**Your assignment**. In the records that come next, find every line with "pink". Return those lines.

● ● ●

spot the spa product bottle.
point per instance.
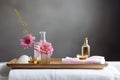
(85, 48)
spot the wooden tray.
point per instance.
(55, 64)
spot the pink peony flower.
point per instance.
(44, 47)
(27, 41)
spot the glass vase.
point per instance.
(45, 59)
(42, 58)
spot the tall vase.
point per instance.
(42, 58)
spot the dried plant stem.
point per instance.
(20, 18)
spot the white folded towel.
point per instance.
(90, 60)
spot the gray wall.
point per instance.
(66, 22)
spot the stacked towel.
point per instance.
(90, 60)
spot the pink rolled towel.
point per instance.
(90, 60)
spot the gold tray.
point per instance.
(55, 63)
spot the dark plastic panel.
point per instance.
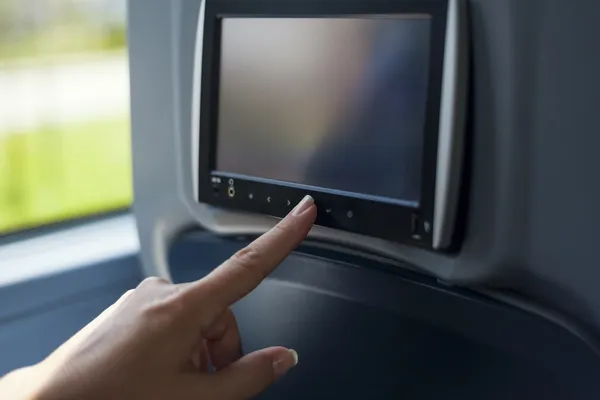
(365, 330)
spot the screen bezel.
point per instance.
(370, 216)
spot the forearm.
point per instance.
(21, 384)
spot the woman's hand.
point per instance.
(160, 340)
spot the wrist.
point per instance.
(21, 384)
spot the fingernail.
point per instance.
(304, 205)
(285, 363)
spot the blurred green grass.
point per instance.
(63, 40)
(63, 172)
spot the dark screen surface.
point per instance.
(335, 103)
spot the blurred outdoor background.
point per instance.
(64, 111)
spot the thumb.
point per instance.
(253, 373)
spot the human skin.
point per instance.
(172, 341)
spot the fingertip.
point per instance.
(304, 207)
(285, 361)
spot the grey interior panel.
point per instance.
(530, 228)
(38, 315)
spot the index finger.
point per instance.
(247, 268)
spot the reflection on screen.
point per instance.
(329, 102)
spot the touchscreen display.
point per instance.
(333, 103)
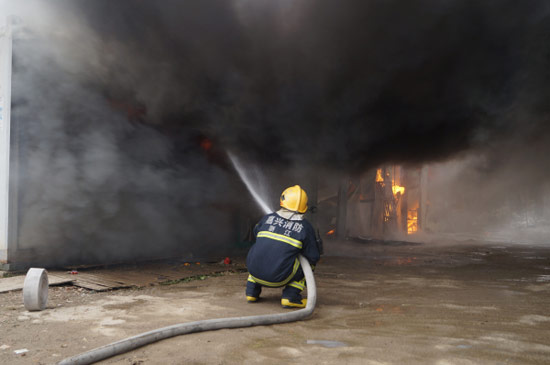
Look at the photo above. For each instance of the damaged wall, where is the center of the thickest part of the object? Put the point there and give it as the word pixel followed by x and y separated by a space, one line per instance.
pixel 117 99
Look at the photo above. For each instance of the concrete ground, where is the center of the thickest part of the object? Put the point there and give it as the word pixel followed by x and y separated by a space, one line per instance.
pixel 467 303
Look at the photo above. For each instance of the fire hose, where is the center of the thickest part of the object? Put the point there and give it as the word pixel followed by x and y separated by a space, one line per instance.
pixel 146 338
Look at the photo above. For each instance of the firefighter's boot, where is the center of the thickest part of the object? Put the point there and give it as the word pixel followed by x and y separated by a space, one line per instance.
pixel 293 303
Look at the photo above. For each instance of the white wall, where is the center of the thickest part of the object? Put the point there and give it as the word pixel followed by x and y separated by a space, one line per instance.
pixel 5 103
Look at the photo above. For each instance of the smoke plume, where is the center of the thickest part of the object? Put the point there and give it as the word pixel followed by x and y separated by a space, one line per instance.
pixel 127 107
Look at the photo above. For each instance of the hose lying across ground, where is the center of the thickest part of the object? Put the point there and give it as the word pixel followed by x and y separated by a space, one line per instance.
pixel 146 338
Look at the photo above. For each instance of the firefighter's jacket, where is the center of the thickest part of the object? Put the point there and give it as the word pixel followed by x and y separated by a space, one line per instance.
pixel 273 259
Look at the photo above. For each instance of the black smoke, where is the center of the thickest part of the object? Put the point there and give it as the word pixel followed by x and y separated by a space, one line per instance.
pixel 126 108
pixel 347 84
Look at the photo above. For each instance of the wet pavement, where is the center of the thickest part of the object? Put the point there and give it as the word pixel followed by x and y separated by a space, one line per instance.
pixel 393 303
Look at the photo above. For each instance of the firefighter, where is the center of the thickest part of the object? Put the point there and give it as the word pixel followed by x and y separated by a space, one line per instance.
pixel 273 259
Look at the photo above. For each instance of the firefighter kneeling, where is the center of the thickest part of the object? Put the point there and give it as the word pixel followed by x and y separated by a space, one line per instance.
pixel 280 238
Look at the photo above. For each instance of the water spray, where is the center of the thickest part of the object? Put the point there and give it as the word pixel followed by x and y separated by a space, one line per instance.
pixel 246 179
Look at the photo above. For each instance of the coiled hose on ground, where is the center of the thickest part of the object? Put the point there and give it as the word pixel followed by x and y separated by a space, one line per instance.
pixel 146 338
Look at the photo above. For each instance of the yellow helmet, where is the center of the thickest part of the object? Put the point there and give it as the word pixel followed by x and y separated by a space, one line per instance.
pixel 294 198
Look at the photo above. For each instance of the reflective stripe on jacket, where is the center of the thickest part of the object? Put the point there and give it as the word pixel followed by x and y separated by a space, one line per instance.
pixel 272 259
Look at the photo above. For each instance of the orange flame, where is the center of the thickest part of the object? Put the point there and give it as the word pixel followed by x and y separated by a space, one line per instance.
pixel 412 221
pixel 398 189
pixel 379 177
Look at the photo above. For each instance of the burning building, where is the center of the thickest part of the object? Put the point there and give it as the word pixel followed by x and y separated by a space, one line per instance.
pixel 122 114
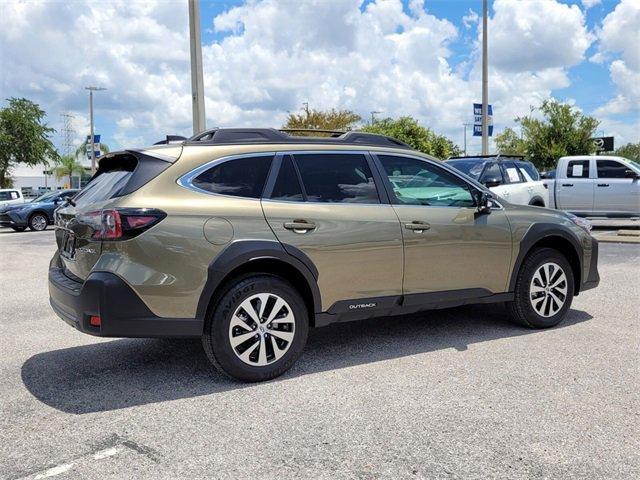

● ● ●

**Exercise response**.
spot the pink peony flower.
spot the pink rolled towel.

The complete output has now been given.